--- start The input ---
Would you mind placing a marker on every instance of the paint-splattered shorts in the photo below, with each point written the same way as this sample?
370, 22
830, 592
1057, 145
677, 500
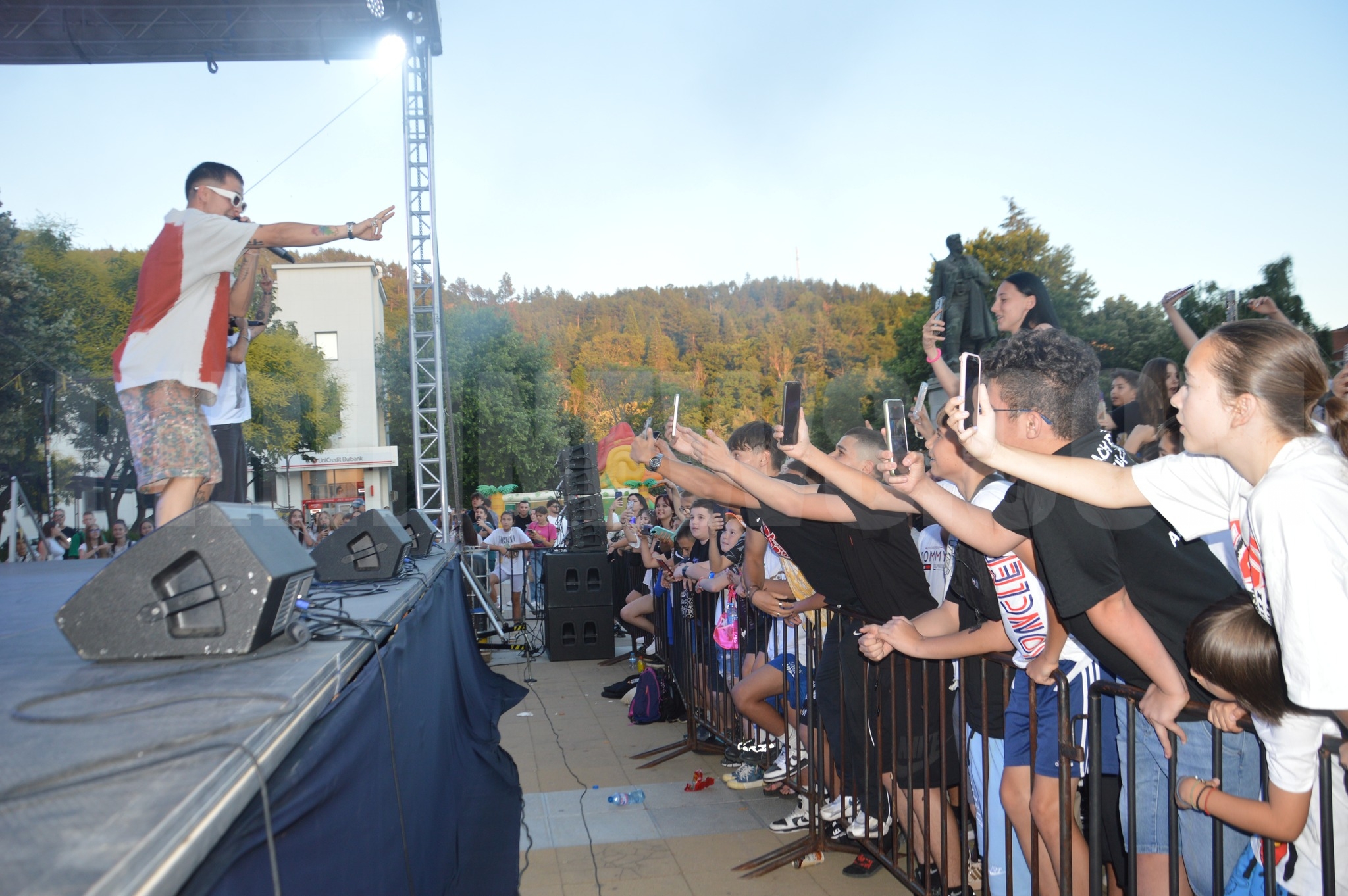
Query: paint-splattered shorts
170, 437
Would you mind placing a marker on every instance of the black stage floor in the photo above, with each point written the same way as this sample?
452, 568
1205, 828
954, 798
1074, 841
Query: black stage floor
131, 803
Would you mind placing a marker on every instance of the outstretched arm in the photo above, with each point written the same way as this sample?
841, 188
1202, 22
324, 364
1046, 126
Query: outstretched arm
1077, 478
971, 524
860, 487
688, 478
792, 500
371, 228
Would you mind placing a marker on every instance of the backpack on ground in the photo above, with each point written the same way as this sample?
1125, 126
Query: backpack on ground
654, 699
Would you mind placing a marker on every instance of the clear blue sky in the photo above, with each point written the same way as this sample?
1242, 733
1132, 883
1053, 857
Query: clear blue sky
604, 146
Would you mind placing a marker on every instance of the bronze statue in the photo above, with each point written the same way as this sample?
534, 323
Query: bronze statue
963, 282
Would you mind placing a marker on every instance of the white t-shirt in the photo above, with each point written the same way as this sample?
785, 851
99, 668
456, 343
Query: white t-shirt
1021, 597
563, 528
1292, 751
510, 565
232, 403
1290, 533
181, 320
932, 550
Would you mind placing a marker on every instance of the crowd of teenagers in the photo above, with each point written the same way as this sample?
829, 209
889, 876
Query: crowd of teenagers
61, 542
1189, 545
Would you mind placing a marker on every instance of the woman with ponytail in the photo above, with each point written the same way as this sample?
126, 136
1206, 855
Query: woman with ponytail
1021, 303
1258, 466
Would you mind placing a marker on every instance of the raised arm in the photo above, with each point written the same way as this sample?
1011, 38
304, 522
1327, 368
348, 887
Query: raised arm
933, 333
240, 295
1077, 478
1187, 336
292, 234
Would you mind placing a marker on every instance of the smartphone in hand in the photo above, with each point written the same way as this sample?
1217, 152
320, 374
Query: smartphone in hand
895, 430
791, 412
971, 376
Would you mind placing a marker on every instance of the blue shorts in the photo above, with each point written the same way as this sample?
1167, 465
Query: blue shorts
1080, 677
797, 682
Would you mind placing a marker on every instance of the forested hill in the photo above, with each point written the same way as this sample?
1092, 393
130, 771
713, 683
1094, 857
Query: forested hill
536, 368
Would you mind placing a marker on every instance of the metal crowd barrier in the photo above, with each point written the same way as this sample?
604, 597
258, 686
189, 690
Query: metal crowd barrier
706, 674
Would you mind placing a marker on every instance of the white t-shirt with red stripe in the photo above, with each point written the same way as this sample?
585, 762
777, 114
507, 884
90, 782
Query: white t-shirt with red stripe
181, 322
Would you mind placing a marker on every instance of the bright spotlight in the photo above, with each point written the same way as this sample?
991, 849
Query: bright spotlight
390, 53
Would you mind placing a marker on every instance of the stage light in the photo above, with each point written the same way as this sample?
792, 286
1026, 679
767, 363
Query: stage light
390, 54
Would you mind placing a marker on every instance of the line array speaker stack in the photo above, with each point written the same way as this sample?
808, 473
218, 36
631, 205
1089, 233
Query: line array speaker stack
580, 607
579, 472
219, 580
--- end The input ---
## Problem to solve
Copy every row above word for word, leaving out the pictures.

## Worked solution
Would you mind placing a marker on every instance of the paint-splattered shorts in the photo below, with each point written the same way as this sample?
370, 22
830, 592
1057, 145
677, 500
Query: paint-splattered shorts
170, 437
Would you mind placing a marker on every instance of the black stage floor in the photo above, with each point written the same way as this sample?
452, 568
1205, 828
954, 798
1074, 841
Query: black stage floor
131, 803
Would you mind placing a marker on every instance of the outstretched arm in the photo above, with each point written the same way as this sample?
841, 188
1202, 22
324, 364
1046, 126
Query: outstretched arm
1077, 478
971, 524
860, 487
688, 478
792, 500
371, 228
Would you mind placing a marker on every instance of the backpack on ground in the photo above, with each point written the same way as this sample?
1125, 126
Query: backpack on ground
654, 699
Would you mind placing a marker on every instance of the clear blue sky in the photo above, with each point written the same way as this sample?
1242, 733
1132, 883
1053, 857
Query: clear blue sky
604, 146
Would you mind placing a marker on every instance of the bronze statue in the photo above, with each point written the same way as this sample?
534, 323
Query: bronze statue
963, 282
Would you mind placing a marker on every instance of the white t-shirt in the photo above, with each point written the same way as this sample?
785, 851
99, 668
456, 343
Query: white t-shirt
1021, 597
563, 528
1292, 751
510, 565
232, 403
1290, 533
181, 320
932, 550
Would you mind placing a marker on every instance of the crowd of teenagers in the photo above, with each point written the same way as this sample?
829, 209
889, 876
Query: crowd of teenagers
61, 542
1189, 545
Would you mind placing a marker on every instance of the woman with ponytail in the photo above, with each point written the same way as this sample?
126, 136
1206, 855
Query: woman with ponytail
1021, 303
1258, 466
Would you mind placing a marker on every instance of the raised arm in the photo above, with each point written the same way as this sample?
1011, 38
304, 522
1327, 368
348, 887
Query: raised arm
933, 333
240, 295
1077, 478
1187, 336
292, 234
Would you mind placing a marker on every instance of the smartphone in hand in the photo above, with each point written the same way as this sample?
1217, 152
320, 374
Query: smartphone in hand
895, 430
791, 412
971, 376
Would you mind placing a marker on every instance of the blue shorts in the photo above, with each point written the same way as this sample?
1167, 465
Query: blue shorts
1080, 677
797, 682
Would you mind placing a marker on every instance of the forested hill in the photo above, with each point written the same way as this sample?
1092, 393
130, 771
713, 683
1094, 857
Query: forested hill
536, 368
Would you mind placing a marker on every instance of the metal crowd barrier in the photo above, with each point written the same way as this sample?
604, 597
258, 686
189, 690
Query: metal crowd barrier
706, 674
Would you mind placing a marker on every instance of the white t-shirt with red stripe in the photo above, with each point written the same way as this sample?
585, 762
777, 114
507, 884
90, 782
Query: white t-shirt with red stripe
181, 322
Would you mind placing a marker on every instance of the bright spotlight in the photo above, with each point written the same way as this sample?
991, 849
Query: bright spotlight
390, 53
Would you mind placing a marker on every instance of the stage light in the photo above, with each point written the same way as this sample?
792, 286
1026, 679
767, 363
Query: stage light
390, 54
Would you mind placing a marker on every instance of the line array speaker stack in the photo above, with each point written the same way as this sample?
808, 473
218, 36
631, 205
1089, 233
Query: line array speaker stack
580, 607
579, 472
219, 580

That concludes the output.